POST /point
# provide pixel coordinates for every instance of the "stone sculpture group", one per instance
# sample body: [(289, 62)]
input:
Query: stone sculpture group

What you have to do — Reproduce the lines above verbatim, without any alteration.

Final result —
POST /point
# provide pixel coordinates for every instance of the "stone sculpture group", one per instance
# sample body: [(289, 62)]
input:
Query: stone sculpture group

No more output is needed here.